Intermittence ? Du mythe à la réalité

François Poizat

 

Le présent document rend compte d’un suivi scrupuleux des résultats de la transition énergétique allemande, publiés sur www.energy-charts.de. Elle s’appuie sur une analyse fouillée donnant lieu à une liasse de quelque 60 folios sous Power Point (accessibles sur https://www.pnc-france.org/wp-content/uploads/2024/07/240416-Intermythence-pour-Alumni-ind.-B-1.pdf) auxquels la présente synthèse fait parfois référence par des renvois entre crochets.

« Intermythence » ou réalité ?

L’intermittence des énergies renouvelables que sont l’éolien et le solaire photovoltaïque est-elle un mythe, comme certains le prétendent ou le sous-entendent trop souvent par leur silence (à l’instar des chaînes d’information publiques françaises) ?

De nombreuses publications scientifiques ont prouvé, au contraire, la réalité de l’intermittence desdites Energies Renouvelables intermittentes (EnRi), sous une forme, hélas, trop souvent hermétique aux lecteurs peu ou pas formés aux « sciences dures ». L’objet de la présente note est, précisément, de parler à tous, car la variabilité des énergies éolienne et solaire, prétendument gratuites[1], influe fortement sur les prix supportés par tous les consommateurs en bout de chaîne, fussent-ils des clients domestiques ou professionnels, clients maintenus dans une ignorance absolue du mode d’élaboration desdits prix (de gros et, plus encore, de détail).

Enregistrements du jeu de données

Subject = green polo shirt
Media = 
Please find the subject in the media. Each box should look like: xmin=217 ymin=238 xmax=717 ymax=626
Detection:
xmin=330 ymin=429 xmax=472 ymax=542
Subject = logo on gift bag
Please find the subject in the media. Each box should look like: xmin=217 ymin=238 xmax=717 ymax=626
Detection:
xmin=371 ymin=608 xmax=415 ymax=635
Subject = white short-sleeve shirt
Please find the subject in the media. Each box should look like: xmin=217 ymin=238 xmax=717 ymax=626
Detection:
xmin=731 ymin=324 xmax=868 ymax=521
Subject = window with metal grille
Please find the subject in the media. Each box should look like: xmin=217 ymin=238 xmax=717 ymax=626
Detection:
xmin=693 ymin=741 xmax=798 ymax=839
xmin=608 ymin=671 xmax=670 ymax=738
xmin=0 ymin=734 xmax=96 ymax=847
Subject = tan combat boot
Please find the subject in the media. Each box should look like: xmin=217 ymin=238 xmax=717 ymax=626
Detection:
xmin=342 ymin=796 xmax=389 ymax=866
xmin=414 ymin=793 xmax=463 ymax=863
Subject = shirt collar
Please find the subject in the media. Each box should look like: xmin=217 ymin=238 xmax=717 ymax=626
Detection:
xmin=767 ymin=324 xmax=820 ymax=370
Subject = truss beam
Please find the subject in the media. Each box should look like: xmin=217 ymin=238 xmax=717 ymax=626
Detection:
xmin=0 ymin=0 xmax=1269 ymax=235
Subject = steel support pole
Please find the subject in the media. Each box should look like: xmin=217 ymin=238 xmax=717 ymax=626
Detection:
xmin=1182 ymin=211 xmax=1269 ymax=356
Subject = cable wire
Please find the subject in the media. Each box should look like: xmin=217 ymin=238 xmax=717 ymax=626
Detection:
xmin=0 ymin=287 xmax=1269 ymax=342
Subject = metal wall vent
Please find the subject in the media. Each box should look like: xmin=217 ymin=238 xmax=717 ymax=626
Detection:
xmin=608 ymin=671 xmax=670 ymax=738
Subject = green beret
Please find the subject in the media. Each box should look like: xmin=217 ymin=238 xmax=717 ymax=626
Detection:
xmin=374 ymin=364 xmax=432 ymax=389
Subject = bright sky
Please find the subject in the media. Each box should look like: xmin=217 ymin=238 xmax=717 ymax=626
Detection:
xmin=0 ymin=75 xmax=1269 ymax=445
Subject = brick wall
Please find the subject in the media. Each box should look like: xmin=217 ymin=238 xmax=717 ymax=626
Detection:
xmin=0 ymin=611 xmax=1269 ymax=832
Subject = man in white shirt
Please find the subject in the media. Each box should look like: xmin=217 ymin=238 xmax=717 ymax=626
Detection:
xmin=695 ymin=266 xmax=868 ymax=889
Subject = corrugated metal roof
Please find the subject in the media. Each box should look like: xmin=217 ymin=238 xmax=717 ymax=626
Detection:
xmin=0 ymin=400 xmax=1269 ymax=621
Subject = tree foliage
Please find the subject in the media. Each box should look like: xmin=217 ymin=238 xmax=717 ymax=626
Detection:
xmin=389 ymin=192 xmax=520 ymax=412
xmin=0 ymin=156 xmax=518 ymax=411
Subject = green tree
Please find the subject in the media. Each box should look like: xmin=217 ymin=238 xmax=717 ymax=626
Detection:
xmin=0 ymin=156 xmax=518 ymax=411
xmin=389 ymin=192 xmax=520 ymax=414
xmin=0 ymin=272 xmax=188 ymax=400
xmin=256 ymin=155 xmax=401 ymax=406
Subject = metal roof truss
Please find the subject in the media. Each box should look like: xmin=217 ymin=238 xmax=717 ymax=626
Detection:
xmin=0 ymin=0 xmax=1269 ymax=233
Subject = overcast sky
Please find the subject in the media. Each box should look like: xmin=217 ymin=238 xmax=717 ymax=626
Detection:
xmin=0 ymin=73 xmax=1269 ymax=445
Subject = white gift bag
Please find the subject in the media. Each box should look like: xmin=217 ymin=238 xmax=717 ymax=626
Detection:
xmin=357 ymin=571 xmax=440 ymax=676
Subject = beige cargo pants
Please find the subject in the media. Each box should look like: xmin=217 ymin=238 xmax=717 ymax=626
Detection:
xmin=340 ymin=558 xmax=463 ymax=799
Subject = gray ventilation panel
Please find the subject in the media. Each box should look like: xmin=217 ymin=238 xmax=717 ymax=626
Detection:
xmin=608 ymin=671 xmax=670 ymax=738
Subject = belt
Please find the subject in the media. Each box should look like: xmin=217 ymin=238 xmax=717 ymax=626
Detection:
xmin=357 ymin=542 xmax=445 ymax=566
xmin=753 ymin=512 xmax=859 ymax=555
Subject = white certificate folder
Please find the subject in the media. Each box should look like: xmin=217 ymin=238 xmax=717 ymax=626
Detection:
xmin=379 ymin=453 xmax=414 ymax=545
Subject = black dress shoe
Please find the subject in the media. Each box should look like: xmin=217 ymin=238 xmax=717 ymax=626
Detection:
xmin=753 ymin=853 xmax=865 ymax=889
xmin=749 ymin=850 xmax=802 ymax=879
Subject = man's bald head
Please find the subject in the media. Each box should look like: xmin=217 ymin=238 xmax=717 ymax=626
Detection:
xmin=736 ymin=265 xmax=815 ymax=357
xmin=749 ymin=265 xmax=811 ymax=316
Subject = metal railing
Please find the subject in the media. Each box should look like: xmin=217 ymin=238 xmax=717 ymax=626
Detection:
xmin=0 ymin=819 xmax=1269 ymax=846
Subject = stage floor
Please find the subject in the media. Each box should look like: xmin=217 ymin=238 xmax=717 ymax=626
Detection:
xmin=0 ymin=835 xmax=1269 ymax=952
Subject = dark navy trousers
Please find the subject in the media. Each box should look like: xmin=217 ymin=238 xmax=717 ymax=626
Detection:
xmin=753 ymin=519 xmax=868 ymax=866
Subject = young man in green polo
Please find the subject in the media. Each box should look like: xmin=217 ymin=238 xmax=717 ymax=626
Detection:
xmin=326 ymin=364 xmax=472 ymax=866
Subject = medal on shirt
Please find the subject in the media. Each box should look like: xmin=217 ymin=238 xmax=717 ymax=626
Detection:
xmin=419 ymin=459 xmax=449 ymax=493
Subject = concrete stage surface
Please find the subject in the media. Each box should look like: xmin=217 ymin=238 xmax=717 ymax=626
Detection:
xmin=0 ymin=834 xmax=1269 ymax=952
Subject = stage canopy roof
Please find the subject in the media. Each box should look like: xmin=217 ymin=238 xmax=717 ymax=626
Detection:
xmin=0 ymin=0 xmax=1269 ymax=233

> **CONSIGNE**
Recopiez intégralement le texte sur l'intermittence des énergies renouvelables, sans en modifier un seul caractère.

> **SOLUTION**
Intermittence ? Du mythe à la réalité

François Poizat

 

Le présent document rend compte d’un suivi scrupuleux des résultats de la transition énergétique allemande, publiés sur www.energy-charts.de. Elle s’appuie sur une analyse fouillée donnant lieu à une liasse de quelque 60 folios sous Power Point (accessibles sur https://www.pnc-france.org/wp-content/uploads/2024/07/240416-Intermythence-pour-Alumni-ind.-B-1.pdf) auxquels la présente synthèse fait parfois référence par des renvois entre crochets.

« Intermythence » ou réalité ?

L’intermittence des énergies renouvelables que sont l’éolien et le solaire photovoltaïque est-elle un mythe, comme certains le prétendent ou le sous-entendent trop souvent par leur silence (à l’instar des chaînes d’information publiques françaises) ?

De nombreuses publications scientifiques ont prouvé, au contraire, la réalité de l’intermittence desdites Energies Renouvelables intermittentes (EnRi), sous une forme, hélas, trop souvent hermétique aux lecteurs peu ou pas formés aux « sciences dures ». L’objet de la présente note est, précisément, de parler à tous, car la variabilité des énergies éolienne et solaire, prétendument gratuites[1], influe fortement sur les prix supportés par tous les consommateurs en bout de chaîne, fussent-ils des clients domestiques ou professionnels, clients maintenus dans une ignorance absolue du mode d’élaboration desdits prix (de gros et, plus encore, de détail).